# Your objective
Copy out exactly the lines from the one containing "stone with a point in the photo above." to the end of the records below, both included, and nothing else.
---
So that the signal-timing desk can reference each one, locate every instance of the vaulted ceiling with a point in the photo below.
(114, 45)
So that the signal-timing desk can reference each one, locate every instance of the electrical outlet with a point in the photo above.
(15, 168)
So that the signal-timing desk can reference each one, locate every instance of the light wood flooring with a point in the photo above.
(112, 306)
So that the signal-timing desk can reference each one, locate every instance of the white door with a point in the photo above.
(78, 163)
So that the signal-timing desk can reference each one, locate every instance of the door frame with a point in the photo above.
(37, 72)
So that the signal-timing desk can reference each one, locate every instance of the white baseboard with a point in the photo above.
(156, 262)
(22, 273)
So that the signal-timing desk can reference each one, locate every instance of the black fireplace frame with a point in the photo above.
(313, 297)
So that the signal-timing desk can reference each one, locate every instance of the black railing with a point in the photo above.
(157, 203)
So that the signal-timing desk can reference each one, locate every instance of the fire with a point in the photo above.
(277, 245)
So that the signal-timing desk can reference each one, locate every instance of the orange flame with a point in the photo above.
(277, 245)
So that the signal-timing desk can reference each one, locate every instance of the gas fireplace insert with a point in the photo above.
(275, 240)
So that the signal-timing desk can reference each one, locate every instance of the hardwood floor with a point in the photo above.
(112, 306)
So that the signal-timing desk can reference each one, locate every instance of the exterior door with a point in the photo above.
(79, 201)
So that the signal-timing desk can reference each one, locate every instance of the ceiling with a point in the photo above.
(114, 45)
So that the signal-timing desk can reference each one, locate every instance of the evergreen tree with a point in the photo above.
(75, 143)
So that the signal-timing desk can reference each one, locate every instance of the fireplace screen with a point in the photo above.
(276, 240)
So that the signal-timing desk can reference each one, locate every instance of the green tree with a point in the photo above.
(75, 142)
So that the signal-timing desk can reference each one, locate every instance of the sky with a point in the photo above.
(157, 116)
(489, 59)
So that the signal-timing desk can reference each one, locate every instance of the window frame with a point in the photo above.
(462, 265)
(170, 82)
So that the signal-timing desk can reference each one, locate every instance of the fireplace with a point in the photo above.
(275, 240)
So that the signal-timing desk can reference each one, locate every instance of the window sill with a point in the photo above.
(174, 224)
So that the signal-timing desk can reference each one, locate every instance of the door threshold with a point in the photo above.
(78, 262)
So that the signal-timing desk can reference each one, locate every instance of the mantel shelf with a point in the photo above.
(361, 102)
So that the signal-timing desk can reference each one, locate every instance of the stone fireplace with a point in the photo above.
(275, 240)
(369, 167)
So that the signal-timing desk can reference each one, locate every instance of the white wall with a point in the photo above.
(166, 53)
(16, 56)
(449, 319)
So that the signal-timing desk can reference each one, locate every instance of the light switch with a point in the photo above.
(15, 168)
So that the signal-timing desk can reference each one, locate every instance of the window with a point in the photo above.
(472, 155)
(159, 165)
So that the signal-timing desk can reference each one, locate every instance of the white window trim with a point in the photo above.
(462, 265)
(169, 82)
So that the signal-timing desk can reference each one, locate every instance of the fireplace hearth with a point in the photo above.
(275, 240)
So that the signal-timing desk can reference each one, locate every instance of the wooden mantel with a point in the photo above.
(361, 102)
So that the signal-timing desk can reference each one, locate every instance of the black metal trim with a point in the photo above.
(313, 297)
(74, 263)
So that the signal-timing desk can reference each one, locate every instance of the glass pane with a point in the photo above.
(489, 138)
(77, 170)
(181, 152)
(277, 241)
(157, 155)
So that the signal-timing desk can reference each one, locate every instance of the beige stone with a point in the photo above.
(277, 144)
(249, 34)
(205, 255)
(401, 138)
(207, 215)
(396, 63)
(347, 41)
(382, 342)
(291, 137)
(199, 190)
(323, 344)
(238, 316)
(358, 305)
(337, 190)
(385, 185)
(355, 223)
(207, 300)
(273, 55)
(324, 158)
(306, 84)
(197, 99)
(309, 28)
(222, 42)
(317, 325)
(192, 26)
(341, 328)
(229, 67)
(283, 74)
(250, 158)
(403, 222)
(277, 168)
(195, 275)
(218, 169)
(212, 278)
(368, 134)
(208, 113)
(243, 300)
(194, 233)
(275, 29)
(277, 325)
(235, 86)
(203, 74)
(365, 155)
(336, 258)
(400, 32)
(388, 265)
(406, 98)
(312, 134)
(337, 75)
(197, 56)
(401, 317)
---
# Written response
So that the signal-timing desk can reference each one, locate every instance of the beige stone with a point in the photo above.
(277, 144)
(249, 34)
(205, 255)
(401, 138)
(207, 215)
(396, 63)
(347, 41)
(382, 342)
(291, 137)
(199, 190)
(323, 344)
(238, 316)
(358, 305)
(337, 190)
(385, 185)
(355, 223)
(207, 300)
(273, 55)
(324, 158)
(306, 84)
(197, 99)
(309, 28)
(222, 42)
(317, 325)
(192, 26)
(341, 328)
(229, 67)
(283, 74)
(250, 158)
(403, 222)
(277, 168)
(195, 275)
(218, 169)
(212, 278)
(368, 134)
(208, 113)
(243, 300)
(194, 233)
(275, 29)
(277, 325)
(235, 86)
(203, 74)
(365, 155)
(336, 258)
(400, 32)
(388, 265)
(406, 98)
(312, 134)
(337, 75)
(197, 56)
(401, 317)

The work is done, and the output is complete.